Énoncé du problème: Indiquez, s'il vous plaît, si chacune des affirmations suivantes concorde avec le texte sur le dimanche chômé, en répondant par oui ou par non et en citant mot pour mot le passage qui tranche. (a) La journée de travail non rémunéré instituée par la loi compte sept heures. (b) L'usage du dimanche chômé remonte au Xe siècle. (c) Les églises sont décrites comme pleines.

Document source:
Une vieille blague sur le Français moyen lui prêtait une sexualité active « surtout le samedi après-midi », sous entendu : on a le dimanche qui suit pour se reposer. Cette blague, déjà ancienne et désuète, deviendra probablement incompréhensible aux générations qui arrivent, quand on aura transformé le dimanche en jour comme les autres.
Il est bien évident qu’une tradition ou un usage remontant au VIème siècle ne saurait être un obstacle sérieux à la marche de l’économie. L’opération sera d’autant plus facile à mener que personne n’est plus assez gonflé pour revendiquer ce jour chômé, d’origine religieuse, comme référence de tous les citoyens. Les curés ont été mis au pas, les églises sont presque vides, et une bonne part des habitants du pays ne sont ni ne se disent chrétiens. Certes, les syndicalistes les plus laïcards ne crachent pas sur les fêtes d’origine chrétienne, car ils ont bien compris qu’il est préférable de conserver du lest à lâcher face aux attaques des turbinophiles libéraux. Mais on n’a pas non plus fait la révolution quand il se serait agi de sauver le lundi de Pentecôte… première salve. Je rappelle d’ailleurs que cette loi a tout bonnement institué une journée de travail non rémunéré (7 heures), que saint-Raffarin, dans sa grande mansuétude, a permis de fractionner comme on veut, qu’elle soit prise le lundi de Pentecôte ou n’importe quand dans l’année (« du moment qu’il travaille gratuitement pour autrui, le salarié de France sort le nez du guidon pour mettre la main à la pâte » JPR, journal de 13H de TF1, 12/09/2004).

Données fournies:

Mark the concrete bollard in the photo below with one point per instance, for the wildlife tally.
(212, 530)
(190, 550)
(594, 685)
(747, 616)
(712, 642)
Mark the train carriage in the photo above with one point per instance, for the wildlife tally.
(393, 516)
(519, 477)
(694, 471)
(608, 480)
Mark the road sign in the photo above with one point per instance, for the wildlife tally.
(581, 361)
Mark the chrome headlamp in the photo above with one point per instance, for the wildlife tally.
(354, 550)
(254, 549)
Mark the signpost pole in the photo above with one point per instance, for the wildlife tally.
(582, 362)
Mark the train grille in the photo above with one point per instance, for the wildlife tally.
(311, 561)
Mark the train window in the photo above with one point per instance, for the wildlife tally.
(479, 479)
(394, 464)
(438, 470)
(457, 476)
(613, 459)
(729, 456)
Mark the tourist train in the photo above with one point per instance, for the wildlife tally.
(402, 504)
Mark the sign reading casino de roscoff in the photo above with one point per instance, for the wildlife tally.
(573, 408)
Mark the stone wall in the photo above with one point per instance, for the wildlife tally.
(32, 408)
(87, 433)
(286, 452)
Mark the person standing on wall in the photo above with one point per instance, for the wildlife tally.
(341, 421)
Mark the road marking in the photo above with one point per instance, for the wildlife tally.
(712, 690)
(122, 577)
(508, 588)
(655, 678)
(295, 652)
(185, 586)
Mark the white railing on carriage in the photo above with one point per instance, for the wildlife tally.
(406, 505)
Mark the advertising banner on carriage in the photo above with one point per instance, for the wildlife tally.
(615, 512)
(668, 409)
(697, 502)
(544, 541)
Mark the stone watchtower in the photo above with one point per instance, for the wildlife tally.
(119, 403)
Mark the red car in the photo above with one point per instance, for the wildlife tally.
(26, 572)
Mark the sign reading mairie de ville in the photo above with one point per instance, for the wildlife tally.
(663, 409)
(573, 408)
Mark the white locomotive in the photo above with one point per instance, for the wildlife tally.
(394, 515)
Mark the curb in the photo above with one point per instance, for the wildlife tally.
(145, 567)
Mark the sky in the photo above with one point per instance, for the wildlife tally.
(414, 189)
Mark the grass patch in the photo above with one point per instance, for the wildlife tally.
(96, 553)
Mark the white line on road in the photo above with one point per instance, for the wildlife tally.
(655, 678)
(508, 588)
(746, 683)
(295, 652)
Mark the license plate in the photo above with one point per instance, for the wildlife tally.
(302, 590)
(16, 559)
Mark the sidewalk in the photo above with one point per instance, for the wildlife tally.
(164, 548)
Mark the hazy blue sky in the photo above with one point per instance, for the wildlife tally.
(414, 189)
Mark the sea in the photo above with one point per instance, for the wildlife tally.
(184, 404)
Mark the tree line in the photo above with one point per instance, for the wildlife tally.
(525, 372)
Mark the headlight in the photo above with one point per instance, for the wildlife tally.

Corrigé:
(a) Oui : « une journée de travail non rémunéré (7 heures) ».
(b) Non : « une tradition ou un usage remontant au VIème siècle ».
(c) Non : « les églises sont presque vides ».